═══ TASK DATA ═══

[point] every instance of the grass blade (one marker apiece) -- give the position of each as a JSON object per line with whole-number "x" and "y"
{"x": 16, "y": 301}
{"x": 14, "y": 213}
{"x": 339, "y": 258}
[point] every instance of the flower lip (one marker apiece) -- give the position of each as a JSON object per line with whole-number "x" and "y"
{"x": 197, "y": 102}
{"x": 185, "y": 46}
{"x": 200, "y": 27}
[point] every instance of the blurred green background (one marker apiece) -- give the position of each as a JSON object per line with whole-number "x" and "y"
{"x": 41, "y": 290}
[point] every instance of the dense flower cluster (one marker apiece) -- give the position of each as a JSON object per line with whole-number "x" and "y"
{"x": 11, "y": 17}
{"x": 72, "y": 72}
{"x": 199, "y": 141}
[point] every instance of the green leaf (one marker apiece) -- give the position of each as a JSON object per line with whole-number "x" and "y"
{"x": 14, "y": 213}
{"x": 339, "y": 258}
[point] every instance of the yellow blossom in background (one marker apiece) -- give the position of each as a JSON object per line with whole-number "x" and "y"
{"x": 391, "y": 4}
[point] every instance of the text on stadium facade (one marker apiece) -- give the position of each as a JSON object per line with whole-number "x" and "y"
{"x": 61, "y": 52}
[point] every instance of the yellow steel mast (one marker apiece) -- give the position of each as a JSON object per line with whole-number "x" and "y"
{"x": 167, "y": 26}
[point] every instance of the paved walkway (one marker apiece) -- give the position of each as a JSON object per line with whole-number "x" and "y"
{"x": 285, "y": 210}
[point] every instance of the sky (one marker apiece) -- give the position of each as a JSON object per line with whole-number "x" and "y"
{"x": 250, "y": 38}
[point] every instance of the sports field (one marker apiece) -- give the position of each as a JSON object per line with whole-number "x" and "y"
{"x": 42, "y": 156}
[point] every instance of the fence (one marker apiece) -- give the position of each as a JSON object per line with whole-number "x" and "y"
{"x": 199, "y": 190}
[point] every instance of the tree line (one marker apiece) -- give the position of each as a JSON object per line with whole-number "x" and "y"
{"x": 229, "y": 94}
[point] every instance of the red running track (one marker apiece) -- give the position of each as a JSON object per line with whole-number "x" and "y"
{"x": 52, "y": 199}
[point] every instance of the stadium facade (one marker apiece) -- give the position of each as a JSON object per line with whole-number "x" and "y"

═══

> [PROBLEM STATEMENT]: Would you give again, word for word, every line from the one with "[point] every instance of the sports" through the final line of the listing above?

> [TASK RESULT]:
[point] every instance of the sports field (one marker apiece) -- give the position of each as a JSON object per line with whole-number "x" and "y"
{"x": 42, "y": 156}
[point] every instance of the fence (one marker apiece) -- give the position of each as a JSON object per line with whole-number "x" and "y"
{"x": 199, "y": 190}
[point] every instance of the tree line (one marker apiece) -- give the position of each as a JSON object per line with whole-number "x" and "y"
{"x": 229, "y": 94}
[point] every instance of the red running track (one marker apiece) -- give the position of each as a JSON object per line with whole-number "x" and "y"
{"x": 52, "y": 199}
[point] every instance of the stadium facade (one marker apiece) -- give the position of each as a JSON object per line with whole-number "x" and "y"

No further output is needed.